The Company anticipates that net temporary differences should reverse and
become available as tax deductions as follows: during 2001, $48 million; 2002,
$24 million; 2003, $17 million; 2004, $30 million; 2005, $52 million;
thereafter, $153 million.
YEAR 2000
The Company has not experienced, nor does it anticipate that it will
experience, any material information technology or embedded systems disruptions
or failures associated with the Year 2000, or any Year 2000 related performance
issues of its material business partners.
25
EURO CONVERSION
A single currency called the euro was introduced in Europe on January 1,
1999. Certain member countries of the European Union adopted the euro as their
common legal currency on that date. Fixed conversion rates between these
participating countries' existing currencies (the "legacy currencies") and the
Euro were established as of that date. The transition period for the
introduction of the Euro is scheduled to continue until January 1, 2002, with
the legacy currencies being completely removed from circulation on July 1, 2002.
During this transition period, parties may pay for items using either the euro
or a participating country's legacy currency.
The Company currently operates one theatre in Portugal, two theatres in
Spain and one in France. These countries are member countries that adopted the
Euro as of January 1, 1999. The Company has implemented necessary changes to
accounting, operational, and payment systems to accommodate the introduction of
the Euro. The Company does not anticipate that the conversion will have a
material impact on its consolidated financial position, results of operations or
cash flows.
IMPACT OF INFLATION
Historically, the principal impact of inflation and changing prices upon the
Company has been to increase the costs of the construction of new theatres, the
purchase of theatre equipment and the utility and labor costs incurred in
connection with continuing theatre operations. Film exhibition costs, the
largest cost of operations of the Company, is customarily paid as a percentage
of admissions revenues and hence, while the film exhibition costs may increase
on an absolute basis, the percentage of admissions revenues represented by such
expense is not directly affected by inflation. Except as set forth above,
inflation and changing prices have not had a significant impact on the Company's
total revenues and results of operations.

____

Write the next passage of the theatre company's financial report, starting right after its closing sentence on inflation.

§ GIVEN INFORMATION:

____

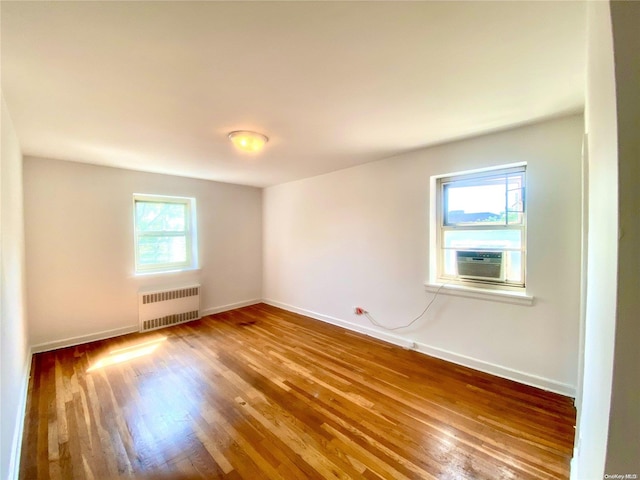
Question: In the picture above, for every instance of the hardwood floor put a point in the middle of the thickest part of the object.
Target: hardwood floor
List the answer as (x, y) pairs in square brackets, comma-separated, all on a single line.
[(263, 393)]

____

§ TASK OUTPUT:
NEW ACCOUNTING PRONOUNCEMENTS
In April of 1998, the American Institute of Certified Public Accountants
issued Statement of Position 98-5 ("SOP 98-5"), REPORTING ON THE COSTS OF
START-UP ACTIVITIES. SOP 98-5 requires costs of start-up activities to be
expensed when incurred. The Company previously capitalized such costs and
amortized them over a two-year period. The Company adopted this statement in
fiscal 2000, which resulted in a cumulative effect adjustment to the Company's
results of operations and financial position of $5,840,000 (net of tax benefit
of $4,095,000).
During fiscal 1999, the Financial Accounting Standards Board issued
Statement of Financial Accounting Standards No. 133 ("SFAS 133"), ACCOUNTING FOR
DERIVATIVE INSTRUMENTS AND HEDGING ACTIVITIES which was amended by Statement of
Financial Accounting Standards No. 138 issued in June 2000. The statement
requires companies to recognize all derivatives as either assets or liabilities,
with the instruments measured at fair value. The accounting for changes in fair
value of a derivative depends on the intended use of the derivative and the
resulting designation. The statement is effective for all fiscal years beginning
after June 15, 2000. The statement will become effective for the Company in
fiscal 2002. Adoption of this statement is not expected to have a material
impact on the Company's consolidated financial position, results of operations
or cash flows.
During fiscal 1999, the Emerging Issues Task Force ("EITF") released Issue
No. 97-10, THE EFFECT OF LESSEE INVOLVEMENT IN ASSET CONSTRUCTION. Issue
No. 97-10 is applicable to entities involved on behalf of an owner-lessor with
the construction of an asset that will be leased to the lessee when construction
of the asset is completed. Historically, the Company has been responsible for
the construction of leased theatres and for paying project costs that were in
excess of an agreed upon amount to be reimbursed from the developer. Issue
No. 97-10 requires the Company to be considered the owner (for accounting
purposes) of these types of projects during the construction period. As a
result, the Company has recorded $31,055,000 as a financing lease obligation on
its Balance Sheet related to these types of projects. The consensus reached in
Issue
26
No. 97-10 applies to construction projects committed to after May 21, 1998 and
also to those projects that were committed to on May 21, 1998 if construction
did not commence by December 31, 1999.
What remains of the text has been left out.